**WORK TO DO:** Show every line of the items below that contains the word "green", copied in full.

···

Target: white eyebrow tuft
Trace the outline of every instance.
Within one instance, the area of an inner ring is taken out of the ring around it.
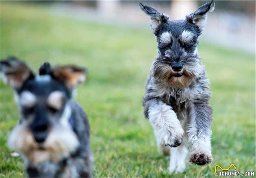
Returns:
[[[168,32],[163,32],[160,36],[159,41],[163,43],[169,44],[171,41],[172,35],[171,34]]]
[[[181,33],[181,40],[184,43],[190,43],[193,40],[194,36],[193,33],[185,30]]]
[[[36,97],[29,91],[22,92],[20,97],[20,103],[23,107],[32,107],[37,101]]]

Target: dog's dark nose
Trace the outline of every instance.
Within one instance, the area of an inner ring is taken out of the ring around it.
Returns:
[[[33,132],[34,138],[36,142],[41,143],[46,139],[47,137],[47,132],[46,131],[41,132]]]
[[[180,62],[176,62],[171,65],[172,70],[174,72],[180,72],[183,67],[183,64]]]
[[[35,121],[30,126],[35,140],[39,143],[43,142],[46,139],[48,129],[47,122],[40,121],[42,120]]]

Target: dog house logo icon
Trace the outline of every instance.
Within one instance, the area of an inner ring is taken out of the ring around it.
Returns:
[[[217,167],[219,167],[221,169],[222,171],[228,171],[229,170],[229,169],[230,168],[230,167],[231,167],[232,166],[233,166],[234,168],[235,171],[237,171],[237,168],[236,168],[236,167],[235,165],[234,165],[233,163],[230,165],[227,169],[223,169],[219,165],[215,165],[215,174],[217,175],[218,175],[218,174],[217,174]]]

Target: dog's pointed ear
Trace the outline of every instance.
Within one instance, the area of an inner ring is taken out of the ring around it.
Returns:
[[[206,24],[208,13],[213,11],[215,6],[213,1],[207,2],[199,7],[194,13],[187,15],[186,19],[188,22],[198,26],[202,32]]]
[[[1,60],[0,73],[4,82],[14,90],[19,89],[26,80],[35,77],[27,64],[15,57]]]
[[[160,13],[151,7],[139,4],[139,7],[146,14],[150,16],[151,22],[150,28],[154,34],[159,26],[163,23],[167,23],[169,20],[169,17],[166,14]]]
[[[65,84],[71,90],[85,81],[87,70],[74,65],[56,66],[52,69],[52,77]]]

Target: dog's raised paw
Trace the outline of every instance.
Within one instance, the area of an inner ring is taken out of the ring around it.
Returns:
[[[206,153],[199,152],[191,154],[189,158],[189,162],[192,164],[203,165],[210,164],[213,159],[213,157]]]

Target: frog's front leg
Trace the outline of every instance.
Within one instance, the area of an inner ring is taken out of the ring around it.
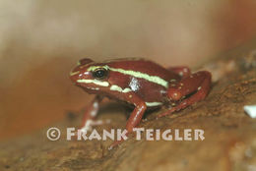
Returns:
[[[86,108],[86,112],[83,118],[83,124],[80,128],[81,132],[87,132],[92,129],[92,125],[94,124],[94,120],[98,112],[99,103],[102,100],[102,97],[96,95],[93,101]]]
[[[143,114],[145,113],[145,111],[147,109],[147,105],[146,105],[145,101],[134,92],[125,93],[124,97],[127,100],[127,102],[132,103],[135,106],[132,114],[130,115],[130,117],[126,123],[126,131],[127,131],[126,135],[128,135],[128,134],[132,133],[133,129],[141,122]],[[123,140],[115,141],[108,147],[108,149],[113,148],[114,146],[118,145],[122,142],[123,142]]]
[[[179,111],[197,101],[200,101],[206,97],[211,86],[211,73],[207,71],[200,71],[182,79],[177,83],[170,83],[170,86],[167,90],[167,96],[171,101],[178,101],[185,98],[193,92],[191,96],[180,101],[180,103],[167,110],[166,112],[160,114],[158,118],[168,115],[174,111]]]

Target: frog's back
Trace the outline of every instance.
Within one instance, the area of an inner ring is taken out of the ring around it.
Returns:
[[[170,72],[164,67],[142,58],[116,59],[109,62],[107,65],[114,69],[120,69],[130,73],[136,72],[137,74],[142,73],[148,76],[160,77],[167,82],[171,79],[179,79],[176,74]]]
[[[108,82],[122,88],[130,87],[148,104],[161,104],[168,82],[179,76],[144,59],[123,59],[107,63],[111,73]]]

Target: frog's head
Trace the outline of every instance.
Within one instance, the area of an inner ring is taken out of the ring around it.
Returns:
[[[108,86],[107,77],[108,69],[104,64],[95,63],[88,58],[80,60],[70,73],[70,79],[75,85],[93,90]]]

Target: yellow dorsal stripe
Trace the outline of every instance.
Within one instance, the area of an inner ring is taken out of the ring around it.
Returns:
[[[133,76],[135,78],[145,79],[149,82],[160,85],[164,87],[168,87],[168,82],[164,81],[163,79],[161,79],[158,76],[150,76],[148,74],[136,72],[136,71],[132,71],[132,70],[123,70],[123,69],[120,69],[120,68],[111,68],[111,67],[105,65],[105,66],[92,66],[88,69],[88,71],[95,71],[97,68],[104,68],[104,69],[108,69],[110,71],[122,73],[124,75],[130,75],[130,76]]]

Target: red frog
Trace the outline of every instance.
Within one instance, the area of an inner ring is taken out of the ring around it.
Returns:
[[[206,97],[211,86],[211,73],[190,73],[187,67],[165,69],[141,58],[124,58],[105,62],[82,59],[70,73],[72,82],[88,93],[96,94],[87,108],[81,130],[87,131],[96,119],[104,96],[134,105],[126,130],[133,132],[149,108],[175,104],[158,116],[179,111]],[[112,146],[118,144],[115,142]]]

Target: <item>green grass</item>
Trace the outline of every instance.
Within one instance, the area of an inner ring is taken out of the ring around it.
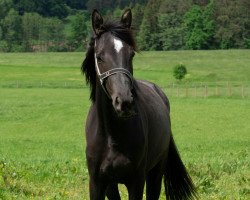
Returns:
[[[248,85],[249,53],[143,52],[135,60],[135,76],[168,84],[174,82],[172,66],[182,62],[189,82]],[[63,85],[82,83],[83,55],[0,54],[0,84],[33,84],[0,87],[0,199],[88,199],[83,126],[89,91]],[[210,73],[216,76],[206,78]],[[50,87],[34,86],[41,80]],[[201,199],[249,199],[249,98],[171,96],[170,102],[174,137]],[[123,187],[121,193],[127,199]]]

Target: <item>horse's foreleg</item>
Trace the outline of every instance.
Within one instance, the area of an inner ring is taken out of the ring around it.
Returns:
[[[153,169],[147,174],[147,200],[158,200],[161,192],[161,183],[164,170],[164,162],[159,162]]]
[[[143,188],[145,185],[145,176],[137,175],[137,177],[126,184],[129,194],[129,200],[142,200],[143,198]]]
[[[89,181],[89,193],[90,200],[104,200],[105,199],[106,186],[101,181],[95,181],[90,178]]]
[[[117,184],[109,184],[106,190],[106,196],[109,200],[120,200],[120,194]]]

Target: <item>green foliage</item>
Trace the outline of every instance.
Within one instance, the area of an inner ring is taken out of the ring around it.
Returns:
[[[7,15],[12,6],[12,0],[0,0],[0,20]]]
[[[204,11],[194,5],[185,15],[186,47],[188,49],[209,49],[212,46],[215,26],[213,21],[213,1]]]
[[[2,20],[2,38],[7,42],[7,51],[12,51],[13,45],[20,45],[22,41],[22,19],[18,13],[11,9]]]
[[[245,38],[245,47],[250,49],[250,38]]]
[[[83,50],[94,8],[106,19],[120,19],[129,7],[138,49],[249,48],[247,0],[0,0],[0,41],[8,44],[1,49]]]
[[[161,14],[158,18],[158,26],[162,50],[177,50],[184,46],[184,28],[179,15]]]
[[[169,84],[178,59],[198,76],[191,81],[213,71],[220,80],[249,83],[249,52],[142,52],[135,57],[134,74]],[[83,53],[0,54],[0,199],[88,199],[83,122],[89,90],[64,84],[83,82],[82,59]],[[38,84],[2,87],[16,80]],[[200,199],[248,200],[249,98],[169,96],[173,135]],[[128,199],[127,190],[120,191]],[[160,199],[166,199],[163,189]]]
[[[90,30],[87,25],[86,13],[77,13],[72,21],[72,41],[75,48],[85,47]]]
[[[185,77],[185,75],[187,74],[187,68],[185,67],[185,65],[183,64],[179,64],[179,65],[176,65],[174,67],[174,77],[177,79],[177,80],[181,80]]]
[[[158,10],[160,0],[149,0],[144,10],[137,41],[141,50],[160,50],[158,37]]]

···

**WRITTEN RESPONSE:**
Target: <item>green grass</item>
Target: <item>green foliage</item>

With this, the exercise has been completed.